- SELECTION

You are given numCourses labeled from 0 to numCourses - 1 and a list of prerequisite pairs prerequisites where prerequisites[i] = [a, b] means that course a depends on course b (i.e., b must be taken before a). Determine if its possible to finish all courses, that is, whether the dependency graph contains no cycles.

Example

Input: numCourses = 2, prerequisites = [[1,0]]
Output: true
Explanation: Course 1 requires course 0. This forms a valid sequence.

Input: numCourses = 2, prerequisites = [[1,0],[0,1]]
Output: false
Explanation: Both courses depend on each other, creating an impossible cycle.

Approach

Model courses as vertices and a prerequisite [a, b] as a directed edge from b to a. The problem reduces to cycle detection in a directed graph. Two common strategies exist:

• Kahn's algorithm (BFS) using in-degree and a queue.
• DFS with three-state coloring to detect back edges.

1. BFS – Kahn’s Algorithm

Maintain the in-degree of each vertex. Enqueue all vertices with zero in-degree. Process the queue: for each removed vertex, decrement the in-degree of its neighbors and enqueue any that become zero. If the number of processed vertiecs equals numCourses, the graph is acyclic.

- DATA EXTRACT
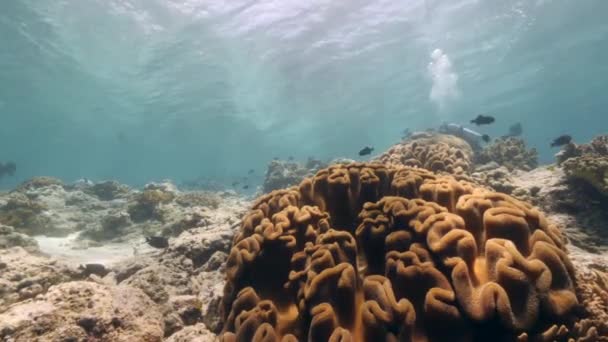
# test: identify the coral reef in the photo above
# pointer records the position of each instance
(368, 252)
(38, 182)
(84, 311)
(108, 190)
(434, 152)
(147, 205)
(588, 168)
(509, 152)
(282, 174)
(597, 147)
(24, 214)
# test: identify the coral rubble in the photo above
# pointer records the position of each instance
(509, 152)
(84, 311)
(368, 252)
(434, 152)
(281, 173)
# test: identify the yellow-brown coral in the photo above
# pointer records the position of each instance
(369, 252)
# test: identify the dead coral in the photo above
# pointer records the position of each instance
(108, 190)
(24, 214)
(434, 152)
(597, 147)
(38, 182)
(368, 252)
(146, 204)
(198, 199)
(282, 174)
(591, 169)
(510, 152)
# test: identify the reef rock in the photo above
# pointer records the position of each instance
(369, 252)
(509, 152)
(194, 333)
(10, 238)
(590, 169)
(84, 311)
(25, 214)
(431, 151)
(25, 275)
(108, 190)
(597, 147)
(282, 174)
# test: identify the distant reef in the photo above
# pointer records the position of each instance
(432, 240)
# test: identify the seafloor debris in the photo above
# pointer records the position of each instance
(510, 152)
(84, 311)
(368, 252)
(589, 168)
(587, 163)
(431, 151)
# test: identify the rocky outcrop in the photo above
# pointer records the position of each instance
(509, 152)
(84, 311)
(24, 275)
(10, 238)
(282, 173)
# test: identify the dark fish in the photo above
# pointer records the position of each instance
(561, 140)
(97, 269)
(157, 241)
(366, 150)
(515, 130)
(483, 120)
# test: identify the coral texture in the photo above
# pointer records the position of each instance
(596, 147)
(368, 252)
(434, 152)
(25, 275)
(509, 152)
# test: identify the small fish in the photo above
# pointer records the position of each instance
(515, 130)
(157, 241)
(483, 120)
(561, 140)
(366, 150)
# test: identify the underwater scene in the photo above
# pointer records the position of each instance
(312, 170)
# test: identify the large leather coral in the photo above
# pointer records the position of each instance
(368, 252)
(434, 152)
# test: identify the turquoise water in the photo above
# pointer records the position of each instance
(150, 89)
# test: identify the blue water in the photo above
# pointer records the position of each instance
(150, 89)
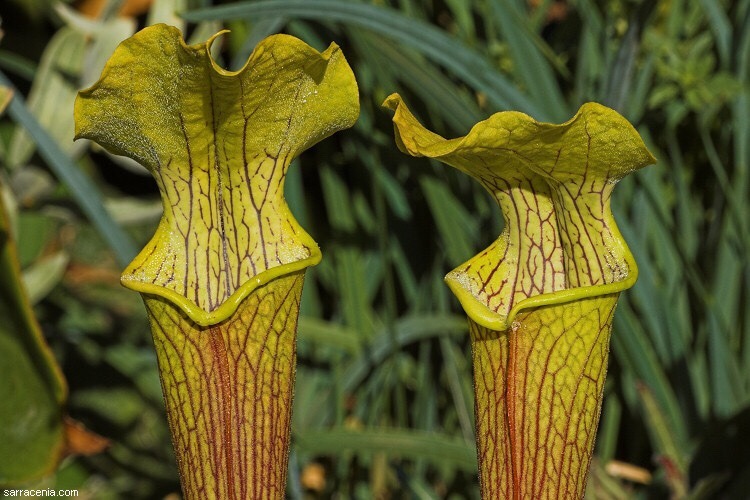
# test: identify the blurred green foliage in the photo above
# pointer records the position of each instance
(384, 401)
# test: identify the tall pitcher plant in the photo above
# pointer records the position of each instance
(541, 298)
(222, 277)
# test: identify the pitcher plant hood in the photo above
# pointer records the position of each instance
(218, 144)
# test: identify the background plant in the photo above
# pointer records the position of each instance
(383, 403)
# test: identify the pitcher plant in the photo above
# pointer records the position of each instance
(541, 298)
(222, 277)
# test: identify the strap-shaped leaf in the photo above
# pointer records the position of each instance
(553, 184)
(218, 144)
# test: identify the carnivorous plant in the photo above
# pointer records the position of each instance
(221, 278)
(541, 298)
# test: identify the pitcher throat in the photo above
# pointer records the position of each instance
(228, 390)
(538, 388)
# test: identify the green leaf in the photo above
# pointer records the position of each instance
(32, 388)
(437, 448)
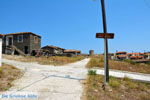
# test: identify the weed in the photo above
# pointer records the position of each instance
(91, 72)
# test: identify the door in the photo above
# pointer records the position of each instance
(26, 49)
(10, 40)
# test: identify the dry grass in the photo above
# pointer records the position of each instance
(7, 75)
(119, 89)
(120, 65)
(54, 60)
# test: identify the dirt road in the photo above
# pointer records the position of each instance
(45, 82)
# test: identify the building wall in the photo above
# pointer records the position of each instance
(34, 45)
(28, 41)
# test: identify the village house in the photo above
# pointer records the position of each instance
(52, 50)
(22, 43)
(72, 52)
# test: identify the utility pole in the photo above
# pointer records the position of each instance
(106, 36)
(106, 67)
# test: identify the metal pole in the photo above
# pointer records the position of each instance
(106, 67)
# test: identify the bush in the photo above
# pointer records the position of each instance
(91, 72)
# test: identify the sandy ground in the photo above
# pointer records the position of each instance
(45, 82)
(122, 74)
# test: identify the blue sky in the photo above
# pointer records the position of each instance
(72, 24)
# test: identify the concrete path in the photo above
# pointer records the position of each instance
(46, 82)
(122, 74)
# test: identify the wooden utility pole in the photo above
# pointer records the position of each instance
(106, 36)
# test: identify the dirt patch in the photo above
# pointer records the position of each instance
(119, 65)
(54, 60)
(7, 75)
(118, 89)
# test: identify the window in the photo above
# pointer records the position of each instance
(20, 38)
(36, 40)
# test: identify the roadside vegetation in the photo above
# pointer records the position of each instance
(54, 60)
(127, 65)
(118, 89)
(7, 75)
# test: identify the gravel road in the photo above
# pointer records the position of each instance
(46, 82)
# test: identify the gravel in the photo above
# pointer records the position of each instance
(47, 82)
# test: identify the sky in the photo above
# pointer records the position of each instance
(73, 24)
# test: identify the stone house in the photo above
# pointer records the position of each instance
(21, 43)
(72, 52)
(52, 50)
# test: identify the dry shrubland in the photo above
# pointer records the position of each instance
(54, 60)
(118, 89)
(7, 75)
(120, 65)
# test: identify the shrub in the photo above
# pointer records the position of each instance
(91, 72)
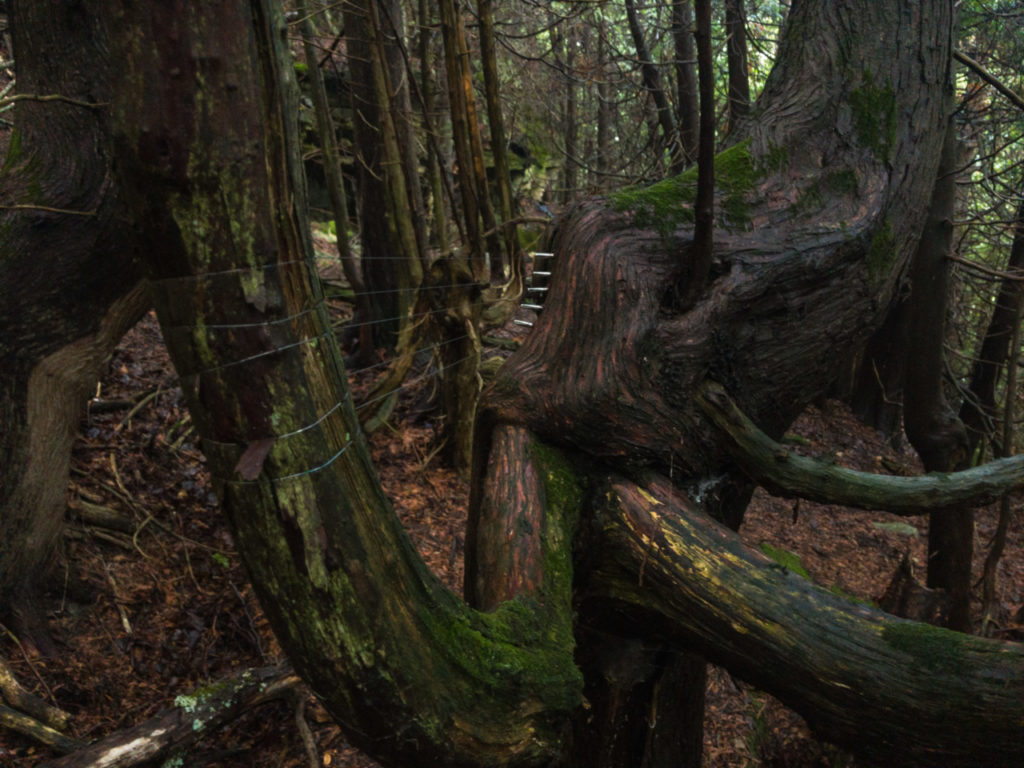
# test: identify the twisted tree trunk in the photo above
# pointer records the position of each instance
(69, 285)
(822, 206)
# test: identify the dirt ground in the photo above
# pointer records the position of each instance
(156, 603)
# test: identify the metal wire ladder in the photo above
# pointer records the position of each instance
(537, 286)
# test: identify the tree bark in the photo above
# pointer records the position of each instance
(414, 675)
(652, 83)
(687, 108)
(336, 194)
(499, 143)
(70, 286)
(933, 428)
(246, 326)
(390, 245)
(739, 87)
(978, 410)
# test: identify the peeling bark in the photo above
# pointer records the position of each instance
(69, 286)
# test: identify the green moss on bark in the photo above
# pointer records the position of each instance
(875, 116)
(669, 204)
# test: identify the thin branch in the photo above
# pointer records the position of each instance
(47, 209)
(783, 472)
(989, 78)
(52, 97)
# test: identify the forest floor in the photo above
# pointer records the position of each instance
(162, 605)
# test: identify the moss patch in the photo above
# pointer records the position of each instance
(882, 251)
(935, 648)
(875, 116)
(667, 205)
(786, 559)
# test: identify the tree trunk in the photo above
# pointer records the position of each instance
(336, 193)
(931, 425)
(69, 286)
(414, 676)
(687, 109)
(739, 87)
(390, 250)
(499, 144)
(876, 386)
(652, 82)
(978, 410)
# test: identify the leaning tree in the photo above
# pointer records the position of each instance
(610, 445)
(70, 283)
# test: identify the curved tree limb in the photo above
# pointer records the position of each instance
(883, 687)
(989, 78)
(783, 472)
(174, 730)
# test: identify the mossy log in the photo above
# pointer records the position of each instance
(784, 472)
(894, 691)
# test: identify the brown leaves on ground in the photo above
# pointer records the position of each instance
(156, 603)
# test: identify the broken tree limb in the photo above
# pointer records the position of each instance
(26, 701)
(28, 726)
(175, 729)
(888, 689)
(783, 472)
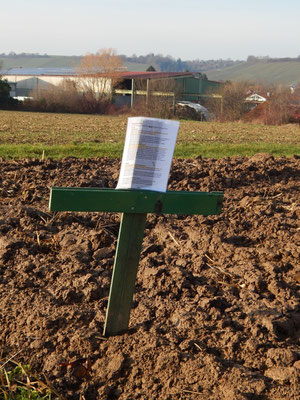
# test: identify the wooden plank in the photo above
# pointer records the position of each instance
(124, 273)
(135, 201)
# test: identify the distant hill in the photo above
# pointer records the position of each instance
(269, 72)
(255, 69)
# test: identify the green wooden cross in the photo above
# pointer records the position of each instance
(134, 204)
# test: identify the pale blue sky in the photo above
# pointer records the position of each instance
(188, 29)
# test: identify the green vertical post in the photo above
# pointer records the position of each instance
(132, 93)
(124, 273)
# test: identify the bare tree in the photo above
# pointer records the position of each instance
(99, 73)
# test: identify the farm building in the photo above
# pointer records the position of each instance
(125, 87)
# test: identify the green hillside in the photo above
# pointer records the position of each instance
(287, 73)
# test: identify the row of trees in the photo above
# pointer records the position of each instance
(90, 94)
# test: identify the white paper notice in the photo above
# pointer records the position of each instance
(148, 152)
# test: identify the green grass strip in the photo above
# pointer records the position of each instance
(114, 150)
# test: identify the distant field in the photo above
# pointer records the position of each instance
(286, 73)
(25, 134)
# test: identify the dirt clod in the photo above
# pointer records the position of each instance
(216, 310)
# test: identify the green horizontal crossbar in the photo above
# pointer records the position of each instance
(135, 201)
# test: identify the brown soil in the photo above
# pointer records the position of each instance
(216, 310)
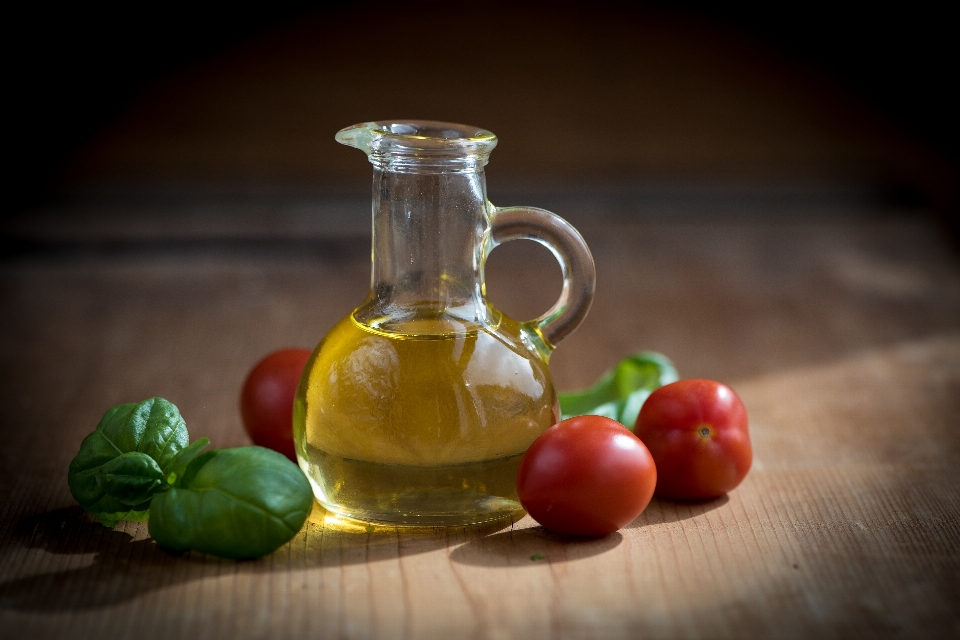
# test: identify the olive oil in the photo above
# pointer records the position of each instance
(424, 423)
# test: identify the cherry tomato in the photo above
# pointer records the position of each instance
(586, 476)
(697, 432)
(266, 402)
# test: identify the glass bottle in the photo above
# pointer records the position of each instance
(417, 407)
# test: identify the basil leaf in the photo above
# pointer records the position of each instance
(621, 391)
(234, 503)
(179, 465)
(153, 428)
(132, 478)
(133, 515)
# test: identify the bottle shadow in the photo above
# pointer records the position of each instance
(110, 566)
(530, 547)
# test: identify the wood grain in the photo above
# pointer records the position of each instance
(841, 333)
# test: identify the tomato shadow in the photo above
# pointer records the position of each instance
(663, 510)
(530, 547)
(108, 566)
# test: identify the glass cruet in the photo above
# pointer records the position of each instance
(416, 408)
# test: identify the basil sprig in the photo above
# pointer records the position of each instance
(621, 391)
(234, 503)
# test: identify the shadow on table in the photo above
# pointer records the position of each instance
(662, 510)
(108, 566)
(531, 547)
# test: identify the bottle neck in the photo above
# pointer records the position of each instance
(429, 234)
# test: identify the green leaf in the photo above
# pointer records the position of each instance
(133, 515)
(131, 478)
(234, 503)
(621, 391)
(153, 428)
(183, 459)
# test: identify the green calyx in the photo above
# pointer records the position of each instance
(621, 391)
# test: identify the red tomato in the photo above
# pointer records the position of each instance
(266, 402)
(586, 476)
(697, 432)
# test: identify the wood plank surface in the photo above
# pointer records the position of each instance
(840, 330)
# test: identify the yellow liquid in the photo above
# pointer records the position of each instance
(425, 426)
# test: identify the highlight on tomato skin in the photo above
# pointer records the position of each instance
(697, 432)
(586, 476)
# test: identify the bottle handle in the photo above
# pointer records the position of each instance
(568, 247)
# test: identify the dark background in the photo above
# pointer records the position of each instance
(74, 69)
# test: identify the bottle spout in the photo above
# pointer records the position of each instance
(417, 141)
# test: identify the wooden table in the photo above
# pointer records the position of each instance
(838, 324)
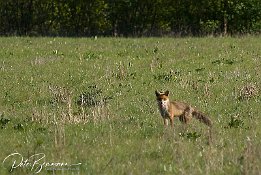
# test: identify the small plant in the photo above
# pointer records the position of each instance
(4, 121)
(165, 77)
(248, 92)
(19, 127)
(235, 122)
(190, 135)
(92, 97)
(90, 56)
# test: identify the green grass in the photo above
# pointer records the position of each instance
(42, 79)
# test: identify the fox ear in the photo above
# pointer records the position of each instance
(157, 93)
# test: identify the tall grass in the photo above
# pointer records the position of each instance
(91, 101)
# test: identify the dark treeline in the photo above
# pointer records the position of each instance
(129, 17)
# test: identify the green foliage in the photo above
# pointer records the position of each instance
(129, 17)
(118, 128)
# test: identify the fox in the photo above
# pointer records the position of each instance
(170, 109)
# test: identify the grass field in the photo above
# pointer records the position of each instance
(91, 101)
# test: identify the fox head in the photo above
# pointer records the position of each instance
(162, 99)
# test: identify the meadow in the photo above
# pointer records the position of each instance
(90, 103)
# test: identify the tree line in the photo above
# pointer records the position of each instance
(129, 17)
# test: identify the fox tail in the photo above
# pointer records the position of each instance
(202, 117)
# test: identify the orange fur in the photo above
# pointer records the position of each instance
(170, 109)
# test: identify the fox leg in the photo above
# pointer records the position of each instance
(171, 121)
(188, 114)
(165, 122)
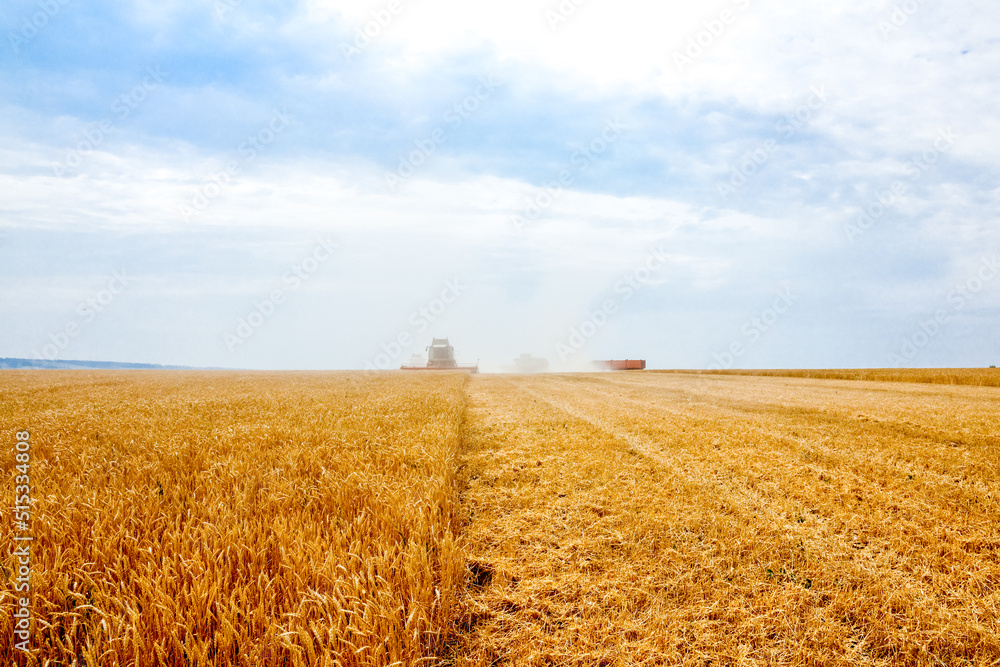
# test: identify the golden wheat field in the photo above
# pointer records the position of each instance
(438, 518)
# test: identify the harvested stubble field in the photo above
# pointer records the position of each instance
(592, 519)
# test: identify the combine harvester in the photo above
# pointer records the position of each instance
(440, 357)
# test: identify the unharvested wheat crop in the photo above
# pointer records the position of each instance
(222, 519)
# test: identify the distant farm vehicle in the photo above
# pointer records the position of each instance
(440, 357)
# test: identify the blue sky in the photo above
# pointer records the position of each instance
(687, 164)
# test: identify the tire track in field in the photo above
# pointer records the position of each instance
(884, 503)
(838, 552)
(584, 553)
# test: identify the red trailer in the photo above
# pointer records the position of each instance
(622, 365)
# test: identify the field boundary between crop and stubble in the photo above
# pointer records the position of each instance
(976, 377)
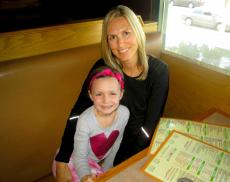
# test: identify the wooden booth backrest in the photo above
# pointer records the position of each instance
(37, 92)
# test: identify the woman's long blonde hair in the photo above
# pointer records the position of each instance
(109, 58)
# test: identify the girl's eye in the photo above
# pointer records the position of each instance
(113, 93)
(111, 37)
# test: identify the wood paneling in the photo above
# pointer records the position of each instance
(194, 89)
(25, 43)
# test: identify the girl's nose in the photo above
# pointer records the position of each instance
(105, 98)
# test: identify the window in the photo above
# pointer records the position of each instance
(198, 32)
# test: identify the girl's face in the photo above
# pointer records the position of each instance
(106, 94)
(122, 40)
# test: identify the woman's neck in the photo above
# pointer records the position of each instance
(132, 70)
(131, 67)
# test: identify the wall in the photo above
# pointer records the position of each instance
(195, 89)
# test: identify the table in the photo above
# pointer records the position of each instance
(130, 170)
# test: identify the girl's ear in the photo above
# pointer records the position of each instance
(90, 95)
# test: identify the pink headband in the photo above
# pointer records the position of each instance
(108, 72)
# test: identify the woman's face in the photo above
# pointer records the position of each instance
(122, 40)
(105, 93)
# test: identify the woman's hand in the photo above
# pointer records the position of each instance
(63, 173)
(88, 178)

- GIVEN INSTRUCTION A
In the course-prerequisite text, how is a prerequisite pair [a, b] represented in the graph?
- GIVEN INSTRUCTION B
Sum up the course-prerequisite text in two sentences.

- TASK RESPONSE A
As a directed edge from b to a.

- TASK RESPONSE B
The problem asks whether all courses can be finished given pairs where one course depends on another, which amounts to checking that the dependency graph contains no cycles. Courses become vertices and prerequisites become directed edges, and Kahn's algorithm repeatedly removes zero in-degree vertices from a queue, concluding the graph is acyclic if the number processed equals the number of courses.